• STATED EXERCISE:
Return every line of the records below that contains the word "window", reproducing each such line in full.

• DATASET CONTENT:
>> start

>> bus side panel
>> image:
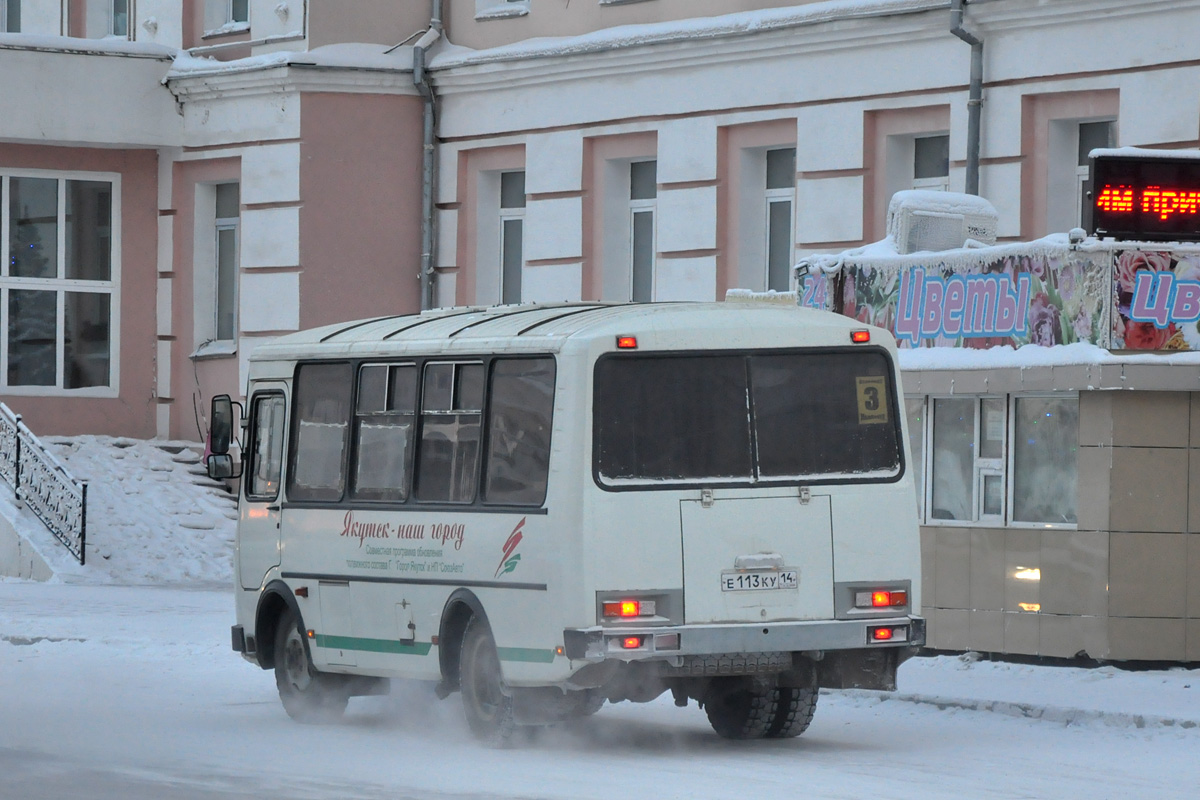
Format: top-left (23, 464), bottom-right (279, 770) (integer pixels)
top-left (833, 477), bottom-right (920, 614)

>> end
>> start

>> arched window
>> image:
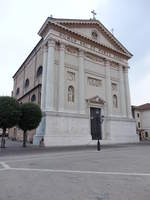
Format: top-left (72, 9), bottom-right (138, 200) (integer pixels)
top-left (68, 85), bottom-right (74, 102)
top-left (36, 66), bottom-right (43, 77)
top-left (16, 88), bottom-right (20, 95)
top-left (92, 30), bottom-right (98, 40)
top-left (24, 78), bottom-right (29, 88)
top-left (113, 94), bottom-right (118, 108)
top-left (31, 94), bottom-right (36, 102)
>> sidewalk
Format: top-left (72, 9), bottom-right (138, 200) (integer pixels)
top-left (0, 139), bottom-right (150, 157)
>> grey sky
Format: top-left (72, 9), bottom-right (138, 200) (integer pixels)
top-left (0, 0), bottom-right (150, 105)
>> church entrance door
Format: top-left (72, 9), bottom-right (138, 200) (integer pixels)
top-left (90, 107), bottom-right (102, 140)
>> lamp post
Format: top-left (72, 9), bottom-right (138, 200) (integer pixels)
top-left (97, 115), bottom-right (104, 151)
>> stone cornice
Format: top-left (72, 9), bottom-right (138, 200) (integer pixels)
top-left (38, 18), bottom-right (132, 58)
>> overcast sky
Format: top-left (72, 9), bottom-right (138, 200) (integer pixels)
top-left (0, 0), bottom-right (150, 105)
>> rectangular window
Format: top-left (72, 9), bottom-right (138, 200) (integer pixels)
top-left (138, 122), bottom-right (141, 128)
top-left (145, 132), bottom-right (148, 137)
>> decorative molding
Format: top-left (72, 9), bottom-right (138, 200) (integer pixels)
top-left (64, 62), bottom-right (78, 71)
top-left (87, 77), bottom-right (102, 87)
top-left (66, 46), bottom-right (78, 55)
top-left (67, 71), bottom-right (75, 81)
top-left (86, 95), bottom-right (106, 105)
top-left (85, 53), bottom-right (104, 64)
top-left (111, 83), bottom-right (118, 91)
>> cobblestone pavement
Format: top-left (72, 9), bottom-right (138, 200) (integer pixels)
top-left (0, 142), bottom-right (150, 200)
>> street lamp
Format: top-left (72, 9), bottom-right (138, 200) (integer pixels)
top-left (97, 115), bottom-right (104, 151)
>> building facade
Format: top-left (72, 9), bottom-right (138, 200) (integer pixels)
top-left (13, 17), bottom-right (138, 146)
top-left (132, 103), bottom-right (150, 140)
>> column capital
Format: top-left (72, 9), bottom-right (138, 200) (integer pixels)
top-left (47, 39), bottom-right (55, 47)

>> end
>> start

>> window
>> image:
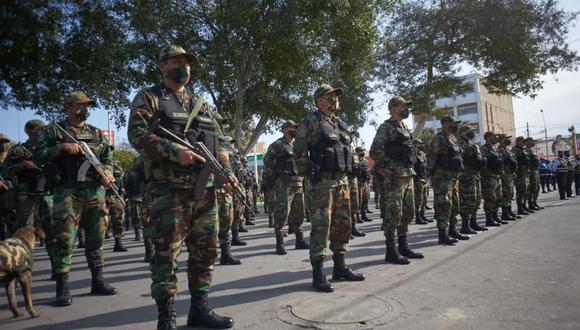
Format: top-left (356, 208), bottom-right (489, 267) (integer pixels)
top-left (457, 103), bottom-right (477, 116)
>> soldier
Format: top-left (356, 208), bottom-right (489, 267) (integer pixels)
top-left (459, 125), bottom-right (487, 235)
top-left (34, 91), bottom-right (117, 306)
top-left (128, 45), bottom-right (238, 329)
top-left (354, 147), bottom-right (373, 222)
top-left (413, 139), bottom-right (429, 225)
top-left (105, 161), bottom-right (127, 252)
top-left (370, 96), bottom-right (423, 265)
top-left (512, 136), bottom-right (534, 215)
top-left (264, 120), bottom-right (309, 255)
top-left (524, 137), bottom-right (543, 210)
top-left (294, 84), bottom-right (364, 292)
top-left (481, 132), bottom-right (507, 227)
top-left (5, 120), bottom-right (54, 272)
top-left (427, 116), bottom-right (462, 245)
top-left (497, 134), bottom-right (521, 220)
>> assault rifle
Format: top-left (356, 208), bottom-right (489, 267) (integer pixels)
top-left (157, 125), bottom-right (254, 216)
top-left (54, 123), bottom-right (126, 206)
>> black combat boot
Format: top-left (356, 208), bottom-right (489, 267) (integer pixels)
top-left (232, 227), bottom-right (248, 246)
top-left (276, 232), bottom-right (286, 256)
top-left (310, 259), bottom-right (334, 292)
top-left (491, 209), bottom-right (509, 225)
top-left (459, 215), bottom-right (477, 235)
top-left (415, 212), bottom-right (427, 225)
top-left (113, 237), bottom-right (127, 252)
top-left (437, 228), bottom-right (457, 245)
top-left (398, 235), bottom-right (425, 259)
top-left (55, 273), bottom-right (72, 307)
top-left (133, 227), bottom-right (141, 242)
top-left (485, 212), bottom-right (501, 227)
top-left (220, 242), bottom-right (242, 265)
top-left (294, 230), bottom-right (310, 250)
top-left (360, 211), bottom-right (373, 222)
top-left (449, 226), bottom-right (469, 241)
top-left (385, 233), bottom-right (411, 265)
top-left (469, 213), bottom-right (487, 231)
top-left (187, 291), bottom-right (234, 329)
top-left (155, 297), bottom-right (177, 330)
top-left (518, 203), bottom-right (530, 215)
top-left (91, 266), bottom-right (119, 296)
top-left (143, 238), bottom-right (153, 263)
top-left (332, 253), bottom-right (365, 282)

>> end

• SOLUTION TO THIS PROBLEM:
>> arched window
>> rectangular window
>> window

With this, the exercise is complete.